BRIEF 1:
Reproduce, word for word, the stretch of the home range tutorial from "First, we want" through "1, level = level)".

-- BEGIN SOURCE TEXT --

This dataset showcases an irregular sampling schedule: the buffalo nicknamed “Pepper” had a sampling rate shift from one fix every hour to one fix every two hours. We will use this dataset to highlight data irregularity and the wAKDE mitigation measure.

1.2. Gazelle tracking data

data("gazelle")
animal2_gazelle <- gazelle[[11]] # selecting individual number 11
head(animal2_gazelle)

             x          y       t
2742  18152.70  -8539.799       0
2743  15931.16 -32069.788 1306800
2744  17678.84 -28632.329 1396800
2745  23135.50 -23820.789 1486800
2746 -20310.78  20348.792 2419200
2747 -17920.31  20598.668 2509200

# Plotting locations:
plot(animal2_gazelle)

Mongolian gazelles have a home range crossing time of a few months, and with a maximum longevity around 10 years, it is impossible to get a considerable effective sample size no matter the study duration (Fleming et al., 2019). We will use this dataset to highlight how to check effective sample size and apply the parametric bootstrap mitigation.

Data Analysis

Step 2. – Checking for the range residency assumption

First, we want to check if our first tracking dataset (animal1_buffalo) can be used for home range estimation by checking for range residency. To achieve this, we calculate the semi-variance function (SVF), and visualize it through the variogram() function.

Variograms are an unbiased way to visualize autocorrelation structure, representing the average square displacement (y-axis) over a specific time lag (x-axis). To facilitate interpretation, we have the SVF of animal1_buffalo zoomed out (right) to showcase all time lags and (left) zoomed in to showcase time lags up to two months:

level <- 0.95 # we want to display 95% confidence intervals
xlim <- c(0,2 %#% "month") # to create a window of 2 months

SVF <- variogram(animal1_buffalo)
par(mfrow = c(1,2))
plot(SVF, fraction = 1, level = level)
abline(v = 1, col = "red", lty = 2) # adding a line at 1 month 
plot(SVF, xlim = xlim, level = level)
abline(v = 1, col = "red", lty = 2)

We can see that the variogram flattens (i.e., reaches an asymptote) after approximately 1 month (red line). This also indicates at how coarse the timeseries needs to be to assume independence (no autocorrelation), and corresponds to when traditional methods —such as minimum convex polygons (MCPs) and Kernel Density Estimators (KDEs)— could be applied without violating their assumptions.

-- END SOURCE TEXT --
-- BEGIN STORED ROWS --

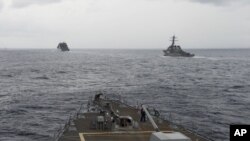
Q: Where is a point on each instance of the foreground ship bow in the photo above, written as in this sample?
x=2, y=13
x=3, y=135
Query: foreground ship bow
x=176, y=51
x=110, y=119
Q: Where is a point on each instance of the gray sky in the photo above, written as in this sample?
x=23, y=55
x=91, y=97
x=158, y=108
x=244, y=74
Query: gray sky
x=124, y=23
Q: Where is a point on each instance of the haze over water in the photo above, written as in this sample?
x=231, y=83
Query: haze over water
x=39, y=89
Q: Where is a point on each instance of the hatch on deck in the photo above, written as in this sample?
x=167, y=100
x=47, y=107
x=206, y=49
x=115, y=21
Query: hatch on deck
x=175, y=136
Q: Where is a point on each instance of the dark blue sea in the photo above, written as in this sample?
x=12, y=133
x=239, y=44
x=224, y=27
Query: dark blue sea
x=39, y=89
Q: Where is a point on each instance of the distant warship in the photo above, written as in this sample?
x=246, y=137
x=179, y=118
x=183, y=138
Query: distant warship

-- END STORED ROWS --

BRIEF 2:
Transcribe the stretch of the records from the line containing "Q: Where is a point on each instance of the gray" through the line containing "x=175, y=136".

SOLUTION 1:
First, we want to check if our first tracking dataset (animal1_buffalo) can be used for home range estimation by checking for range residency. To achieve this, we calculate the semi-variance function (SVF), and visualize it through the variogram() function.

Variograms are an unbiased way to visualize autocorrelation structure, representing the average square displacement (y-axis) over a specific time lag (x-axis). To facilitate interpretation, we have the SVF of animal1_buffalo zoomed out (right) to showcase all time lags and (left) zoomed in to showcase time lags up to two months:

level <- 0.95 # we want to display 95% confidence intervals
xlim <- c(0,2 %#% "month") # to create a window of 2 months

SVF <- variogram(animal1_buffalo)
par(mfrow = c(1,2))
plot(SVF, fraction = 1, level = level)

SOLUTION 2:
Q: Where is a point on each instance of the gray sky in the photo above, written as in this sample?
x=23, y=55
x=91, y=97
x=158, y=108
x=244, y=74
Query: gray sky
x=124, y=23
Q: Where is a point on each instance of the haze over water in the photo above, written as in this sample?
x=231, y=83
Query: haze over water
x=39, y=89
Q: Where is a point on each instance of the hatch on deck in the photo above, written as in this sample?
x=167, y=100
x=47, y=107
x=206, y=49
x=115, y=21
Query: hatch on deck
x=175, y=136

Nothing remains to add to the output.